Document =>
Tuesday, November 5, 2013
When I transferred to the high school, I quit doing anything. I was burnt out. Tired of being the go to girl. A big part of not wanting to be involved was feeling like I was involved in a dog and pony show. No one really took what I thought seriously. I was just a teacher, after all.
Three years with my current principal has convinced me to throw my hat back in the ring. This year I volunteered to be on the 7-12 Academic Building Leadership Team (BLT). Tonight, my principal just made me smile and wish I had many more years to teach.
We've been talking about the classes we offer, whether they have to be leveled by grade or if we could open many of them up and let kids take them when they want. It was brought up that some areas need to be leveled. There are just some classes you need to take before others. We all agreed. Someone mentioned English might be one of those areas.
My principal knows me too well.
I must have been making a face.
"Speak up Mrs. Day." He knows that I hate speaking out in meetings, especially when I think my voice doesn't matter. I also don't really want to ruffle any feathers. But, I know that my voice matters to him. He really wants to know what I think. He really will make things happen if it's in the realm of possibility. He really listens.

Record excerpts =>
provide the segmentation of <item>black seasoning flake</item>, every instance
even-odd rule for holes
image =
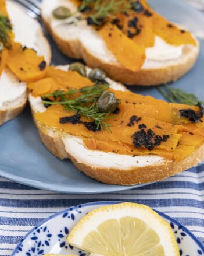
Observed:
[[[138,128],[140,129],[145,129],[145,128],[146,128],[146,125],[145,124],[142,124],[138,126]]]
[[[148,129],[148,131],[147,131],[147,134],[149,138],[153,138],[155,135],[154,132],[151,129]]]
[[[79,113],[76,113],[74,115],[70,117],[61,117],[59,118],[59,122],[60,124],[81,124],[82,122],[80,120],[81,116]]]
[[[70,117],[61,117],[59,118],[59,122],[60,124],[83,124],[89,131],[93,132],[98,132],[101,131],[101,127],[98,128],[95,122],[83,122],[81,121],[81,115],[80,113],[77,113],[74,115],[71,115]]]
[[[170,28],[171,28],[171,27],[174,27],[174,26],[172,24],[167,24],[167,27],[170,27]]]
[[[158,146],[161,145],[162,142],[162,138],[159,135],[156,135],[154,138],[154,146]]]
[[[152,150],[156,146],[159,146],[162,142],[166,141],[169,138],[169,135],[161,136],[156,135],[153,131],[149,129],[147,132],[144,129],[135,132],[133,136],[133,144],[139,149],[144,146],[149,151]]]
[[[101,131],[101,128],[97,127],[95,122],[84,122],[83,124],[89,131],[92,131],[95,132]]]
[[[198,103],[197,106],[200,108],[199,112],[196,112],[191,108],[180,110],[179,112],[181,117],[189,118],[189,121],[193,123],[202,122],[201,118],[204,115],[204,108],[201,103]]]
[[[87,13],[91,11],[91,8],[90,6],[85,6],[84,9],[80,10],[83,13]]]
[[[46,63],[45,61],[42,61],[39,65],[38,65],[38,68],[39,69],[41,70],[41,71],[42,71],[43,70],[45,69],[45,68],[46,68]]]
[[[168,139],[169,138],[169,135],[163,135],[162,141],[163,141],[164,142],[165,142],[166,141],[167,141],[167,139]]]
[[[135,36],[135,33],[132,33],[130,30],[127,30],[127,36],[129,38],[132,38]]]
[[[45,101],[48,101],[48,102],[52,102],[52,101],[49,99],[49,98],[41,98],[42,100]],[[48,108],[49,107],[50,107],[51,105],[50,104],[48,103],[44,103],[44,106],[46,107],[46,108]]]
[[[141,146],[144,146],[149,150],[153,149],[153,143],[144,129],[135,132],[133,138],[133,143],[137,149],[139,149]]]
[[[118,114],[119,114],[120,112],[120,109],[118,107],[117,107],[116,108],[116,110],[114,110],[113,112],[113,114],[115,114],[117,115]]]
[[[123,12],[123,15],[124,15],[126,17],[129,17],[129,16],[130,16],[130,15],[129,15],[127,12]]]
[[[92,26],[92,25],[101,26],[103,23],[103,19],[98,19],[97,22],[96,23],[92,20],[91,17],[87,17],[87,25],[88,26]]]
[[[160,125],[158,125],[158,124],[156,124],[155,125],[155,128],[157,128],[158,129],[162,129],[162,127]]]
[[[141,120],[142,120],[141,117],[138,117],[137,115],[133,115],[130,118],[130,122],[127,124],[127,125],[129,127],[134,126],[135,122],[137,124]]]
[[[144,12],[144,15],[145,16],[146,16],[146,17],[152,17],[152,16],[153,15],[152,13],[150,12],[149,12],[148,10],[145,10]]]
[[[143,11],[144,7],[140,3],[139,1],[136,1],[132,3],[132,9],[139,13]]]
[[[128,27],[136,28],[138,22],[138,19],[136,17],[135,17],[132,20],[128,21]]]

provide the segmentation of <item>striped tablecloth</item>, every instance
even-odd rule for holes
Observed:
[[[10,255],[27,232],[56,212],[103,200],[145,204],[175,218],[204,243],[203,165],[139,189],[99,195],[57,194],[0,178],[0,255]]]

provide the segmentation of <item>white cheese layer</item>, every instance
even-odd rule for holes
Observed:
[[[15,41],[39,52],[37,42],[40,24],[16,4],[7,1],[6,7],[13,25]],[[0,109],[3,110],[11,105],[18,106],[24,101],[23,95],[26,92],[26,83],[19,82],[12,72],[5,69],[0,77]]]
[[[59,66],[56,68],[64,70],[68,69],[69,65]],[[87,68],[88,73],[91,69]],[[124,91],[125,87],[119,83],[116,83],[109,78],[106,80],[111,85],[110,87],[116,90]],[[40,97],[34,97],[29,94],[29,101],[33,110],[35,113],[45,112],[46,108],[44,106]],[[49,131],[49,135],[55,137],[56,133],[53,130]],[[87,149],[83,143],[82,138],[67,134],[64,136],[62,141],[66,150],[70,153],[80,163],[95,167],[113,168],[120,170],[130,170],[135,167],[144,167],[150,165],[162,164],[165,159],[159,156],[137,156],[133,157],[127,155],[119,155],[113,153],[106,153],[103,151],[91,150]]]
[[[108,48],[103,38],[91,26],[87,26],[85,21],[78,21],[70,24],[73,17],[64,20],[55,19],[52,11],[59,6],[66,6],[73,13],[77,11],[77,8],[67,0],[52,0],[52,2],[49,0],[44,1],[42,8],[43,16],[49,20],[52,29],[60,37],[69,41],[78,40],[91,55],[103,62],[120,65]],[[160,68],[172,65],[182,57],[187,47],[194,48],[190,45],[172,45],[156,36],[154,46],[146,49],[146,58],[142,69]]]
==
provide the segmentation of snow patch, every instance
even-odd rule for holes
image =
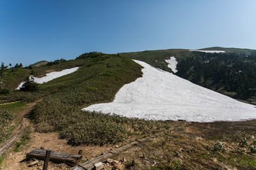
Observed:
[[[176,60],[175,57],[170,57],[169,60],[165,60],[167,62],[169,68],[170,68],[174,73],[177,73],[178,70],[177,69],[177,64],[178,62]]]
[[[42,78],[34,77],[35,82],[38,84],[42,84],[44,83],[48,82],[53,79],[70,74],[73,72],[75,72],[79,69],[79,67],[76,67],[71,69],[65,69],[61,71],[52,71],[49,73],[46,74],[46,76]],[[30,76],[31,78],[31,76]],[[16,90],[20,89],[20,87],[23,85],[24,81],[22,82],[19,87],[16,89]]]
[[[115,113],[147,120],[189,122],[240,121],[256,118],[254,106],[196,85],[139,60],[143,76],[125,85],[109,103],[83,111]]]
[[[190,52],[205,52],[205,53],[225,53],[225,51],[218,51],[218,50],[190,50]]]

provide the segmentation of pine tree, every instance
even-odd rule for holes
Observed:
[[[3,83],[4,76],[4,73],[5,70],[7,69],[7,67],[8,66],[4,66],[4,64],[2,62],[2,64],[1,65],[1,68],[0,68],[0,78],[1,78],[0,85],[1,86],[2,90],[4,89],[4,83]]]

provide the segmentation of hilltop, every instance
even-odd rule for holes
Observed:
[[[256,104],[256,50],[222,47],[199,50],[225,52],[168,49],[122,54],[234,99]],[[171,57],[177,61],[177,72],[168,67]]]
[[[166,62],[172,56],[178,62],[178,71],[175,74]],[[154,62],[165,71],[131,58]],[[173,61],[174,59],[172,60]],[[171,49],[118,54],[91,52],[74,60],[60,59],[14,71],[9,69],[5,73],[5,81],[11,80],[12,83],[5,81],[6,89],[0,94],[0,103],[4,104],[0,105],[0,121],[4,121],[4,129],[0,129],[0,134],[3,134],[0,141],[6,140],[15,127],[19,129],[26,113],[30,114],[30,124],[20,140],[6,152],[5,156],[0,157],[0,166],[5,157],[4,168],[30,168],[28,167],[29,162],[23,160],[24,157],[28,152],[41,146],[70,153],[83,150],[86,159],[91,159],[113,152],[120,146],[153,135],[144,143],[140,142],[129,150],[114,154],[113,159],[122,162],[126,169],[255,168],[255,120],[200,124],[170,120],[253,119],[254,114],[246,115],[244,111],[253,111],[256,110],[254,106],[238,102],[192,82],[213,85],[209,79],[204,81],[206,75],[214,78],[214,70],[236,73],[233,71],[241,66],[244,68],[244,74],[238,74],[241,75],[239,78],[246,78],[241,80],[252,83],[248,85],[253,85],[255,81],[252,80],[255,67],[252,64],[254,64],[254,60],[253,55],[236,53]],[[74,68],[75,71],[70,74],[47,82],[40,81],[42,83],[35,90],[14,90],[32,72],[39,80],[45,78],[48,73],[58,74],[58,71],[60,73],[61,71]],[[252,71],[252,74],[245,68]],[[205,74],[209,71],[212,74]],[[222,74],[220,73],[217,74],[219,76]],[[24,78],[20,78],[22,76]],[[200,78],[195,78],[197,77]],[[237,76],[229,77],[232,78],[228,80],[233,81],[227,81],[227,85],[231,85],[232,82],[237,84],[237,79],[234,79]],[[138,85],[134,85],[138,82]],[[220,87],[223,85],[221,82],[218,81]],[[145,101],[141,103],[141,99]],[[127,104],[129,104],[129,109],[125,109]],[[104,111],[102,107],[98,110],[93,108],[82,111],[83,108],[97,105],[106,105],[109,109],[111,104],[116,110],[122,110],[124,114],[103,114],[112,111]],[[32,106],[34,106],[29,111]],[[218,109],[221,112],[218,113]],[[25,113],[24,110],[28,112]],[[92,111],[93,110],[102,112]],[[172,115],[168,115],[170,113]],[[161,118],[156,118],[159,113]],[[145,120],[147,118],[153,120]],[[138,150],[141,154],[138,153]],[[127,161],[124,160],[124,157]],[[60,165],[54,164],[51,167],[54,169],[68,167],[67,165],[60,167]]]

Problem to solve =>
Continue the blog post about the teacher on the school's leadership team, starting right after its last sentence.

Task response =>
Here's my thought. I don't think we need "English 9" and "English 10". I think we need to make sure they pass the standards at those grade levels. Students should be able to read and think and write. They should be able to comprehend complex text and offer their opinions. They should ask questions and know how and where to find answers. They should solve their own problems. We should offer classes that help them meet those ideals and then let them move on.
We don't need the labels (Someone smarter than me called this Standards Based Grading). When I write a lesson plan, create a unit (or a class), I think about what I want my students to be able to do when they leave my room.But I don't believe that the 10th grade class depends on what is learned in the 9th grade class. I believe we give students two years to meet standards.
What made me smile was the rather rebellious remark by my principal (and I'm paraphrasing here).
"I'd like to throw it all out. All the grade levels, classes, all of it. We need to say here's what you need to know. How about it we said,' You need some help in English? Show up with Mrs. Day in the morning. You need to know how to do something in Math. Meet at 1:00."
I love that my principal wants to rethink school as we know it because I believe that needs to happen.
What will that look like?
I don't know. He doesn't know either.
I'm not sure it will happen in my teaching life.
But I sure would like to see it.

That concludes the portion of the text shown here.